Исходный текст:
------------------------------------------------------------------------
Метрополитен-музей Ирины Барсковой. Часть 2. Tempora mutantur, et nos mutamur in illis

Tilda Publishing
КУЛЬТУРА
Владимир Комаров

Русскоязычная диаспора в Нью-Йорке овеяна легендами, мифами и даже воспета в отечественном кинематографе. Речь идёт, конечно же, о пресловутом бруклинском районе Брайтон-Бич. Но мало кто знает, что помимо Брайтона (здесь мы используем это слово как имя нарицательное), есть совсем другая русская иммиграция — манхэттенская. Она не так многочисленна, как население условного Брайтона. Её представители, как правило, люди творческих профессий, хайтек-специалисты, бизнесмены или врачи. Их отличают высокий уровень образования, успех в своём деле, трудолюбие и самодостаточность. Героиня нашего интервью Ирина Барскова — одна из них. Бывший искусствовед Метрополитен-музея, а ныне лингвист, легендарный гид и буквально ходячая энциклопедия, водившая знакомство с Бродским, Барышниковым и Александром Сумеркиным. Ирина провела нас по залам Метрополитена, рассказав о том, что происходит «по ту сторону картин», и нью-йоркской жизни в целом.

Первую часть интервью читайте по ссылке: Метрополитен-музей Ирины Барсковой. Часть 1. Вдова Караваджо
«На Дерибасовской хорошая погода, или На Брайтон-Бич опять идут дожди» (1992, реж. Леонид Гайдай); «Брат 2» (2000, реж. Алексей Балабанов).
Александр Евгеньевич Сумеркин — российско-американский переводчик, критик и редактор. Возглавлял издательство «Руссика». Одна из ключевых фигур русской манхэттенской иммиграции.
Оксана Ефременко, арт-директор театра «Старый дом».
Метрополитен-музей на Пятой авеню в Нью-Йорке. Фото: G. Scott Segler, wikimedia.org
Tempora mutantur, et nos mutamur in illis
Времена меняются, и мы меняемся вместе с ними (с лат.)

— Метрополитен-музей становится более коммерческим?
— К сожалению, да. Я понимаю, что раньше «и пиво было гуще, и бабы толще», а с другой стороны, нельзя жить прошлым, нужно идти в ногу со временем, заинтересовывать новое поколение. Что-то, увы, безвозвратно утрачено, хотя есть и успехи.
Первой выставкой-блокбастером стала «Ван Гог в Арле» 1984 года — ох как все тогда возмущались, что идёшь по экспозиции и слышишь несмолкаемый треск кассовых аппаратов из магазина в конце выставки.
------------------------------------------------------------------------
Показанные данные:
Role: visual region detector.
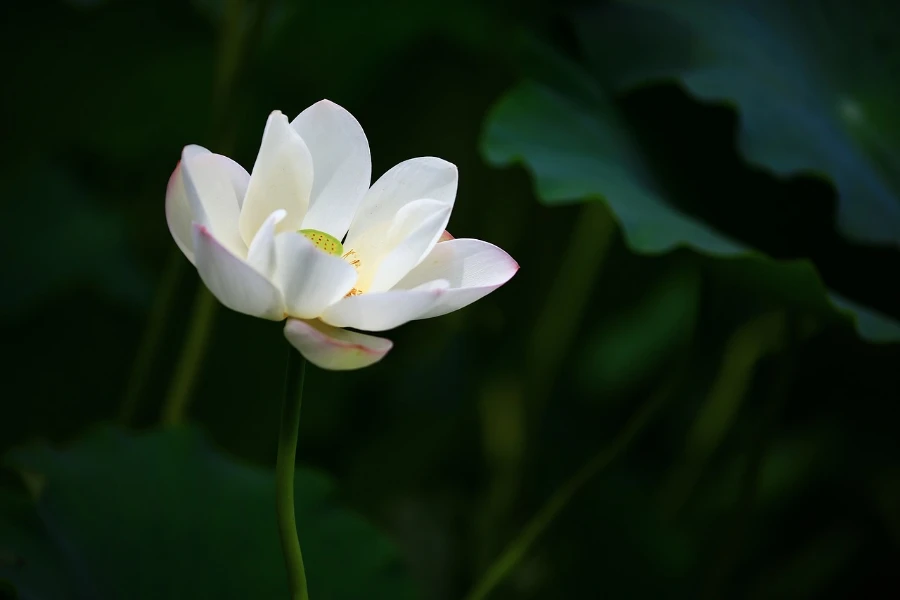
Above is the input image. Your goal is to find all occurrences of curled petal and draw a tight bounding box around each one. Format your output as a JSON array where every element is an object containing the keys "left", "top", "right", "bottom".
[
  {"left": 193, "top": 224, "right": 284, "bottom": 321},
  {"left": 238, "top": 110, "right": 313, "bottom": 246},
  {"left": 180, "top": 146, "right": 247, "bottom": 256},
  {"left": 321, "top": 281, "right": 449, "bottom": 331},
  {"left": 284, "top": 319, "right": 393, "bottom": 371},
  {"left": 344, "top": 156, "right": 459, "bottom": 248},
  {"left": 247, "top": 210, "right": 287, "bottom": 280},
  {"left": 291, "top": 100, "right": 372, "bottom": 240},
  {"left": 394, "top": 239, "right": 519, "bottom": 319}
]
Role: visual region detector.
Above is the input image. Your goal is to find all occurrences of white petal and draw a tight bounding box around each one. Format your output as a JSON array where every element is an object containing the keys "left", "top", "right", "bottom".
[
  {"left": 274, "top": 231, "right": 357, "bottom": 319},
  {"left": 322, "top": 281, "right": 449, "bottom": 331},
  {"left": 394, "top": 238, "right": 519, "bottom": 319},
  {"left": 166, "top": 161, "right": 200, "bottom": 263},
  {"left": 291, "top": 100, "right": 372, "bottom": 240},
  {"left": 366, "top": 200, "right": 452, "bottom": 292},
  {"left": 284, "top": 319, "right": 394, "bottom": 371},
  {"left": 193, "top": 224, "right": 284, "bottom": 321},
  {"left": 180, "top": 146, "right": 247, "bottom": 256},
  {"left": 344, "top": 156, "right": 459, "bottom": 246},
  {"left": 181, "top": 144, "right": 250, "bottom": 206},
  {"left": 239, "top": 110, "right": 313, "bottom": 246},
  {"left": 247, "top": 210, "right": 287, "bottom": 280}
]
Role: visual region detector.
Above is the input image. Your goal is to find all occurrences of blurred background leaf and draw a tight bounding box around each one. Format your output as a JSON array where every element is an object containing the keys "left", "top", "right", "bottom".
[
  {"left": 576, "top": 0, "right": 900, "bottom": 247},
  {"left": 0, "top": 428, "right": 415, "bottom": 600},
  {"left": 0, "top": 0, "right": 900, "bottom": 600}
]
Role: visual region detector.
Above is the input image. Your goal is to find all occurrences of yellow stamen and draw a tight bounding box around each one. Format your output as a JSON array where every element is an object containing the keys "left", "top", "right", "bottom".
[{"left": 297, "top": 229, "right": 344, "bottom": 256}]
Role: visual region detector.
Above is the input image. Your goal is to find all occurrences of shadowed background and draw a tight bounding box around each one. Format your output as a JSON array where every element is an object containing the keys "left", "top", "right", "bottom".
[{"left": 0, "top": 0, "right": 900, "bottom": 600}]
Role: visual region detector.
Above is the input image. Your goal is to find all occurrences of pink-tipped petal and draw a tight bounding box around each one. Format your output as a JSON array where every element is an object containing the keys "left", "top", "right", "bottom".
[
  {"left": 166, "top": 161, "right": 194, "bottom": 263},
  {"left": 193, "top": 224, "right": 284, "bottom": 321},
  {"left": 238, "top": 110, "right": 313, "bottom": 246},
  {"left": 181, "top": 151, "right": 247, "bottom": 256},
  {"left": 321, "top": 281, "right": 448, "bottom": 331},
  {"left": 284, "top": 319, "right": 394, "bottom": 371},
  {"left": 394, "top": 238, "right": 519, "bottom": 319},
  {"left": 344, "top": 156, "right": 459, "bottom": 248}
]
------------------------------------------------------------------------
Список заданий:
(a) Переведите на английский язык предложение из интервью: «Что-то, увы, безвозвратно утрачено, хотя есть и успехи».
(b) Какая выставка, согласно интервью, стала первой выставкой-блокбастером?
(c) Напишите продолжение интервью о Метрополитен-музее, начиная сразу после последнего приведённого предложения.

Ответы к заданиям:
(a) Something, alas, has been irretrievably lost, though there have been successes too.

(b) «Ван Гог в Арле» 1984 года.

(c)
Сувенирка, связанная с Ван Гогом, продавалась очень активно — каталоги, открытки, платочки…

Хитмейкер последних лет, безусловно, Институт костюма. Когда я начинала, его выставки были не так заметны, и он часто переезжал — то было всего два-три зала, то очень большое полуподвальное помещение с роскошным кафетерием и фонтаном. Мне объяснили, что всё зависит от того, кто возглавляет Институт костюма. Сейчас это Эндрю Болтон, который организовывал выставки института с 2006 года, и именно с его именем связана прорывная экспозиция Alexander McQueen: Savage Beauty в 2011-м. Помню, Метрополитен тогда даже обвиняли в неэтичности, ведь незадолго до этого Маккуин покончил с собой. Многие говорили, что он не смог перенести смерть матери, а я убеждена, что Маккуин ждал, пока мать умрёт, — чтобы не расстраивать её своим уходом. Мне кажется, это читается в его эстетике.

С тех пор каждая выставка Института костюма становится событием и сопровождается балом Met Gala каждый первый понедельник мая. Сегодня это одно из главных светских событий Нью-Йорка.
Институт костюма Анны Винтур — подразделение Метрополитен-музея в Нью-Йорке.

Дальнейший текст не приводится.